### [TASK STATEMENT]
Every record that follows must be given again exactly.

### [DATA EXCERPTS]
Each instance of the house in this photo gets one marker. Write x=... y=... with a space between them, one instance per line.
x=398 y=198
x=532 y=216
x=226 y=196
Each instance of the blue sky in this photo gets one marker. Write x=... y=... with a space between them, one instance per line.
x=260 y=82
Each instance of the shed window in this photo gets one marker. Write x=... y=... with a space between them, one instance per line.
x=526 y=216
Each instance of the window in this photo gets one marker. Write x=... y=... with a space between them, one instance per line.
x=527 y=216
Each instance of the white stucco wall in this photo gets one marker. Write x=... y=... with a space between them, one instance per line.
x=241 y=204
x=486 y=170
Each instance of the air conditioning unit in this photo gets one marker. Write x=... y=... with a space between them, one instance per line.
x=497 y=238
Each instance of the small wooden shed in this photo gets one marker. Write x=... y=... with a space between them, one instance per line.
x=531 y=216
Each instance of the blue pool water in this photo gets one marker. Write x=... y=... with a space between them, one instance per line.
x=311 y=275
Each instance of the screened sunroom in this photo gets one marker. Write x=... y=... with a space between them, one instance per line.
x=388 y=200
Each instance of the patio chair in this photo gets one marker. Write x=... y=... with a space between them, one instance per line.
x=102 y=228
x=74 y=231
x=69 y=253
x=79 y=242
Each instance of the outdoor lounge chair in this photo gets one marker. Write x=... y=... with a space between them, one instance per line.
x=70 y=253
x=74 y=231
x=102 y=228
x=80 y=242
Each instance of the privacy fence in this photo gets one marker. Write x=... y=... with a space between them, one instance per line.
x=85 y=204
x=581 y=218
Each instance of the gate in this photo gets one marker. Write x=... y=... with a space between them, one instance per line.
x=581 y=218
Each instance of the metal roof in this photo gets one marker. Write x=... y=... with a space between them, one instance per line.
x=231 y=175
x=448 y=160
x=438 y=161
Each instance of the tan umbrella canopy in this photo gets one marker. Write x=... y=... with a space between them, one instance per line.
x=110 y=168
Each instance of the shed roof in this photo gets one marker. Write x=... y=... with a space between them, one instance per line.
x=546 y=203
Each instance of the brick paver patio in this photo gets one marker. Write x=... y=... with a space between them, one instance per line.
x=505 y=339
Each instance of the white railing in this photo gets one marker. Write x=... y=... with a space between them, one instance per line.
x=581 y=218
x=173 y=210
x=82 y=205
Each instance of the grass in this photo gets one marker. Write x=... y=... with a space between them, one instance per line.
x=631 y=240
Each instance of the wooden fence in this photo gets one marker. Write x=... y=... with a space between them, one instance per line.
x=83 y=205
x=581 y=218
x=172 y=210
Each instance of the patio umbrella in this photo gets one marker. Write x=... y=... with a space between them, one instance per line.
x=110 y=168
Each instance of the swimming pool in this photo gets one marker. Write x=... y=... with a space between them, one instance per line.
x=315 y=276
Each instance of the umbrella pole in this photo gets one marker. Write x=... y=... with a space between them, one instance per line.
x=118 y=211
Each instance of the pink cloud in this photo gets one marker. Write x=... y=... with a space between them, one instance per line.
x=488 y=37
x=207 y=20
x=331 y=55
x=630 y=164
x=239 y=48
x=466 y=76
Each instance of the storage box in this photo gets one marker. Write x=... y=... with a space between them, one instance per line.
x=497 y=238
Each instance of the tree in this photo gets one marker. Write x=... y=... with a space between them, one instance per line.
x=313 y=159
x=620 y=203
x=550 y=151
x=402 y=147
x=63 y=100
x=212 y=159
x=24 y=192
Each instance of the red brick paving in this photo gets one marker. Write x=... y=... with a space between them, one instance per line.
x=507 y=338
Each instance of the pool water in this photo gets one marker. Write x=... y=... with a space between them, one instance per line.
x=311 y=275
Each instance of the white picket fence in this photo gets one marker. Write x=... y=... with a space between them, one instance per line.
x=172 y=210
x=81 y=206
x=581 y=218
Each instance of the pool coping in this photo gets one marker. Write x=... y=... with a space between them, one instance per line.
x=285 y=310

### [EXERCISE RESPONSE]
Each instance of the house in this photo gets one marker. Write x=... y=... with a space between them, one instance per line.
x=398 y=198
x=532 y=216
x=226 y=196
Each instance of the blue sky in this photo gets one marker. Write x=... y=... with a space between them, one instance per line.
x=260 y=82
Each instance of the shed window in this photo gets one marker. Write x=... y=... with a space between them, one instance per line.
x=526 y=216
Each instance of the window in this photo gets one marker. Write x=... y=... with a space between them, one instance per line.
x=527 y=216
Each instance of the white stucco wall in this photo gets one marker. Write x=... y=... with a space between them, one instance per line.
x=241 y=204
x=486 y=170
Each instance of the air conditioning unit in this photo gets one marker. Write x=... y=... with a space between them, one instance per line.
x=497 y=238
Each instance of the small wooden shed in this photo gets one marker. Write x=... y=... with a space between them, one instance per line.
x=531 y=216
Each instance of the blue pool water in this photo gets one marker. Write x=... y=... with a space between them, one instance per line.
x=311 y=275
Each instance of the screened sunroom in this photo gets one marker. Write x=... y=... with a space between them, one instance per line.
x=388 y=200
Each instance of the patio chair in this photo gets one marker. Write x=... y=... with a space between them, one instance per line.
x=102 y=228
x=74 y=231
x=69 y=253
x=79 y=242
Each instance of the outdoor lounge chair in this photo gets one marker. Write x=... y=... with a space between them, one instance per line.
x=70 y=253
x=74 y=231
x=102 y=228
x=80 y=242
Each instance of the privacy fence in this photo gets one marker. Write x=... y=... with a space between them, one instance per line.
x=85 y=204
x=581 y=218
Each instance of the gate in this photo gets one marker. Write x=... y=... with a space between them, one instance per line.
x=581 y=218
Each instance of the metal roof in this photo gets one marker. Write x=... y=... with a space between them, one instance per line.
x=231 y=175
x=448 y=160
x=438 y=161
Each instance of the tan umbrella canopy in this photo gets one marker. Write x=... y=... with a space between them, one instance per line.
x=110 y=168
Each instance of the shed roof in this photo gets one marker. Write x=... y=... with a space between them, one instance per line.
x=546 y=203
Each instance of the brick paver patio in this photo gets one marker. Write x=... y=... with a space between them, one instance per line.
x=505 y=339
Each instance of the white railing in this photo gets one marker. Write x=... y=... with a space between them, one instance per line.
x=581 y=218
x=173 y=210
x=82 y=205
Each instance of the grass in this photo gets one marker. Write x=... y=... with a space between them, one instance per line.
x=631 y=240
Each instance of the wooden fence in this photo gets one marker. Write x=... y=... with a space between them, one instance per line.
x=83 y=205
x=581 y=218
x=172 y=210
Each instance of the patio umbrella in this photo gets one marker. Write x=... y=... with a space between them, one instance per line.
x=110 y=168
Each instance of the swimming pool in this photo gets one marker. Write x=... y=... with a space between them, one instance per line.
x=315 y=276
Each instance of the umbrella pole in this photo gets one marker. Write x=... y=... with a space between them, one instance per line.
x=118 y=211
Each instance of the pink cloud in this photo gets one marker. Write x=... y=... with a space between them, one instance per line.
x=488 y=37
x=207 y=20
x=331 y=55
x=630 y=164
x=239 y=48
x=466 y=76
Each instance of the storage box in this photo gets one marker. Write x=... y=... with a space between them, one instance per line.
x=497 y=238
Each instance of the tree in this photo gets one marker. Write x=... y=... with a space between them, one instance per line.
x=313 y=159
x=620 y=203
x=550 y=151
x=402 y=147
x=63 y=100
x=212 y=159
x=24 y=192
Each instance of the red brick paving in this photo gets one marker. Write x=... y=... with a space between them, one instance per line.
x=507 y=338
Each instance of the pool water in this photo gets one marker. Write x=... y=... with a space between them, one instance per line.
x=311 y=275
Each instance of the white picket fence in this photo gets one marker. Write x=... y=... with a space between them, one instance per line.
x=172 y=210
x=81 y=206
x=581 y=218
Each instance of the pool coping in this photo gets one marker. Write x=... y=... with a space between them, one instance per line.
x=285 y=310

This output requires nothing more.